Labeled area outline entries
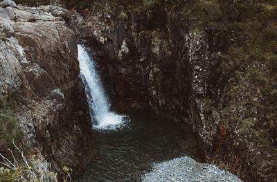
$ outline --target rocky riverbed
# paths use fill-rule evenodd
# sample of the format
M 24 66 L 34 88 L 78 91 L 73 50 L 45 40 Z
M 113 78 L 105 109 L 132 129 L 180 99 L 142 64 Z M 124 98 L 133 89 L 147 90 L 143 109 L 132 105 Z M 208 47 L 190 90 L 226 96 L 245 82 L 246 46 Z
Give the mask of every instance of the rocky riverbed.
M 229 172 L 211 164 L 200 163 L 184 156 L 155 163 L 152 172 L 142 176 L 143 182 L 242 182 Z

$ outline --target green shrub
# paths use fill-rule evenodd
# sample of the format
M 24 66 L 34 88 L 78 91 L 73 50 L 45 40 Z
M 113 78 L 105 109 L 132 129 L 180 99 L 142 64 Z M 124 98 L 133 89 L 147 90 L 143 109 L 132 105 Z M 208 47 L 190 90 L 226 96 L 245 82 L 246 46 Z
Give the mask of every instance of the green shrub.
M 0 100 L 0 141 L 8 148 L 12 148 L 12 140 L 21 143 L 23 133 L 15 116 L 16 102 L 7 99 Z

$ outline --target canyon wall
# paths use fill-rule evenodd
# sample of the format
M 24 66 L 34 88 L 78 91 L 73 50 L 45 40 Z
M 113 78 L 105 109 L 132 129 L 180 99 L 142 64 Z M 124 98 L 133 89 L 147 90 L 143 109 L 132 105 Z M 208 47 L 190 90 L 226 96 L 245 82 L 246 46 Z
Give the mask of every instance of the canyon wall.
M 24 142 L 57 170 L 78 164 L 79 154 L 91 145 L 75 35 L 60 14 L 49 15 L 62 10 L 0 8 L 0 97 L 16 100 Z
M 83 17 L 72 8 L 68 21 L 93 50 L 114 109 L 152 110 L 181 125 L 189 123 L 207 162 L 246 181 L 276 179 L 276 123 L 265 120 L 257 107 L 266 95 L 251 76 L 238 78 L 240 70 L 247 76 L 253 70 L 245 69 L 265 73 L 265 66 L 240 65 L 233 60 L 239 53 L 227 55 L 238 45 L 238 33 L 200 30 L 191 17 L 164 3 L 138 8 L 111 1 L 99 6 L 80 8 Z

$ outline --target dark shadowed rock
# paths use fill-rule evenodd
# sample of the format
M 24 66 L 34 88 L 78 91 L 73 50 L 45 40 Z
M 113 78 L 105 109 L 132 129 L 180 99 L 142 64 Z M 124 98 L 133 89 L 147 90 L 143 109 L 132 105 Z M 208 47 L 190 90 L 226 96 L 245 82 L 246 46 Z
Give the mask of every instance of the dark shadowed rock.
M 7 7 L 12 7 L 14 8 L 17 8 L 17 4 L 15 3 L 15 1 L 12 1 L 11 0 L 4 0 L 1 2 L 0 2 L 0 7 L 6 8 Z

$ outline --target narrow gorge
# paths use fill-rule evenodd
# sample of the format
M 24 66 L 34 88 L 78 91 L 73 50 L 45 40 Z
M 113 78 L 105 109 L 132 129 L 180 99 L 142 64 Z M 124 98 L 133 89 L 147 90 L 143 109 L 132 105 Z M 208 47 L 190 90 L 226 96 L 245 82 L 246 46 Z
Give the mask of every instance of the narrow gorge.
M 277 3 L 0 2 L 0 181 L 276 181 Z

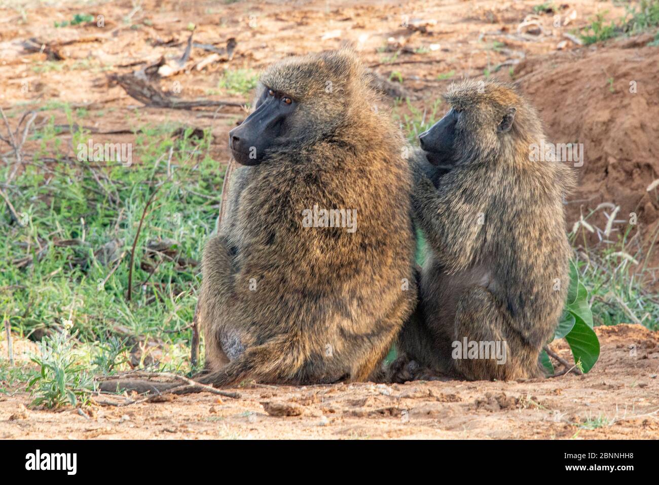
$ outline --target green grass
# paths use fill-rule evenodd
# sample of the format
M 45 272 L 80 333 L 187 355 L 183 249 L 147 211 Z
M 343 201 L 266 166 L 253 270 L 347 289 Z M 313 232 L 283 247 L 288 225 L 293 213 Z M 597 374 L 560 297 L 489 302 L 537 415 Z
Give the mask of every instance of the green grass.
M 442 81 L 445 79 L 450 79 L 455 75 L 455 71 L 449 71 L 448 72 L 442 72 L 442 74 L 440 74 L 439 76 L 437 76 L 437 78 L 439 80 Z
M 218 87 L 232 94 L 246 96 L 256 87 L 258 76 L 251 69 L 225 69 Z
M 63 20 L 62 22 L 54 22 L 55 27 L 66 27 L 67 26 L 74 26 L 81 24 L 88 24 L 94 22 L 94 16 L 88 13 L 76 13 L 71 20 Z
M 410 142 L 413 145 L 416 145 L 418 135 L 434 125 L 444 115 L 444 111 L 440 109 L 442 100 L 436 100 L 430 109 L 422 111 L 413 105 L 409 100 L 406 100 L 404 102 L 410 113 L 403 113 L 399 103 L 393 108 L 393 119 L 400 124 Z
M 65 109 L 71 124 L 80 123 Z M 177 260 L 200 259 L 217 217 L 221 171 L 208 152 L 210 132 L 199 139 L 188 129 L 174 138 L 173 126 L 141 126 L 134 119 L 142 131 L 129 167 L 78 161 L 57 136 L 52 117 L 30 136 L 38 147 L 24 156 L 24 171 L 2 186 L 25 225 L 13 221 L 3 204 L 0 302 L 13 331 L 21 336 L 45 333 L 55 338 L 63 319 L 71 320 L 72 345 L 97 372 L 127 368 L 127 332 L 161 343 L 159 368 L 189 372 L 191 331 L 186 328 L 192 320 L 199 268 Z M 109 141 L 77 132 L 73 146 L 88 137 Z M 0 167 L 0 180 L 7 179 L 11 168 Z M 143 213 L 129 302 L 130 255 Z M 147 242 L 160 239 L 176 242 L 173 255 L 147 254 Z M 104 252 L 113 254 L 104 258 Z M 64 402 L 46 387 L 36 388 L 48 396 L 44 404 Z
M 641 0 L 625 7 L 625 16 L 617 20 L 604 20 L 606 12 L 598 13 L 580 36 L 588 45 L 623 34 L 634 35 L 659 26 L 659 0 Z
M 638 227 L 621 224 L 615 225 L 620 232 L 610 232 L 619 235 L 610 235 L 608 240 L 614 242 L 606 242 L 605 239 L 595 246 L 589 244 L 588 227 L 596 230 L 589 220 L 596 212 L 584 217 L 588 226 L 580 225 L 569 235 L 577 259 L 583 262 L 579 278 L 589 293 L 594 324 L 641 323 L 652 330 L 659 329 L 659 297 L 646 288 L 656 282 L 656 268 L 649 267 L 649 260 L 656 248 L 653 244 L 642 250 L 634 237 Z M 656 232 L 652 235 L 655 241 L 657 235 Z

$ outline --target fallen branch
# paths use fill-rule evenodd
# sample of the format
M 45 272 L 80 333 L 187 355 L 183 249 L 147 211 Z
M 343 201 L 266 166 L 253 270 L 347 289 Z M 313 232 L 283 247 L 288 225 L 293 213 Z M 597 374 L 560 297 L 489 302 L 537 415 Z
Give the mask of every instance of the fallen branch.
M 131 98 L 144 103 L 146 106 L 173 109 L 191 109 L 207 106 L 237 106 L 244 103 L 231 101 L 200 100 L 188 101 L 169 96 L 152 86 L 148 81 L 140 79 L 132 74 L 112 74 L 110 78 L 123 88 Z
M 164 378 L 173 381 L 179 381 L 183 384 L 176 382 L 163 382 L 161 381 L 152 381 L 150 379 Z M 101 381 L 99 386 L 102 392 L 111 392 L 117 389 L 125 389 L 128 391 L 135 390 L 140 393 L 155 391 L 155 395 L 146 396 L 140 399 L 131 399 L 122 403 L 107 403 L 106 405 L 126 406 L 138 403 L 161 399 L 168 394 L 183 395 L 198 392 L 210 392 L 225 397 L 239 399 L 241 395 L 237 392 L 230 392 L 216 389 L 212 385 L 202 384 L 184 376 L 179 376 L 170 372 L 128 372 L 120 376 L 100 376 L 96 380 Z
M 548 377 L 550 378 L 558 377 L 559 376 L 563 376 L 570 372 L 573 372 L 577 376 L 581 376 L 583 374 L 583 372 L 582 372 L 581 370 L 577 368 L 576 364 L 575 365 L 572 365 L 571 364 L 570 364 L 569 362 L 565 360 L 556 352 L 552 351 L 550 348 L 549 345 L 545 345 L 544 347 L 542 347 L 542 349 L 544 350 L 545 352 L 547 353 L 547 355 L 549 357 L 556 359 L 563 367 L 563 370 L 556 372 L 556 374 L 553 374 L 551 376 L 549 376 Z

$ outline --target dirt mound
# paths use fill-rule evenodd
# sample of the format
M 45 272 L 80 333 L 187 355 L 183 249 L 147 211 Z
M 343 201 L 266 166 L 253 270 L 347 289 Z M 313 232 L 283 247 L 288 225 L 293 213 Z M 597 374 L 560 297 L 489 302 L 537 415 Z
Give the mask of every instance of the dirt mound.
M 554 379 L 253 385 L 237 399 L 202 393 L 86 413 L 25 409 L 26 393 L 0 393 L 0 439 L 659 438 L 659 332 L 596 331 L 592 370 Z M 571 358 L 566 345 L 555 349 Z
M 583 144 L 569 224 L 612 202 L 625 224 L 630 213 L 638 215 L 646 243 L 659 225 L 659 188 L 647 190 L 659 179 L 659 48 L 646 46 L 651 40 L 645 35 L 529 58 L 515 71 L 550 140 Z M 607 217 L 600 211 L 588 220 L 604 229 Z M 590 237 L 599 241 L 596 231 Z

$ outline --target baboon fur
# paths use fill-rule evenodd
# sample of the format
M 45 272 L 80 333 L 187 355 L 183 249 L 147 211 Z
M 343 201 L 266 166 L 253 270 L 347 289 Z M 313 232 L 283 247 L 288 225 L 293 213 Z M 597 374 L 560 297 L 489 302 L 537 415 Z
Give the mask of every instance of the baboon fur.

Instructions to follow -> Copy the lines above verbatim, beginning with the line that contains "--target green shrub" and continuing through the line that contains "M 0 100 L 0".

Answer for the task ->
$ outline --target green shrub
# paths use fill-rule evenodd
# sample of the format
M 24 66 L 34 88 L 78 91 L 73 50 L 45 40 Z
M 113 78 L 105 109 L 132 129 L 180 99 L 142 64 Z M 124 98 L 133 89 L 147 90 L 143 109 L 132 105 Z M 208 47 L 190 90 L 226 96 L 245 82 L 246 46 Z
Give the mask of every instance of the green shrub.
M 0 100 L 0 141 L 8 148 L 12 148 L 12 140 L 21 143 L 23 133 L 15 116 L 16 102 L 7 99 Z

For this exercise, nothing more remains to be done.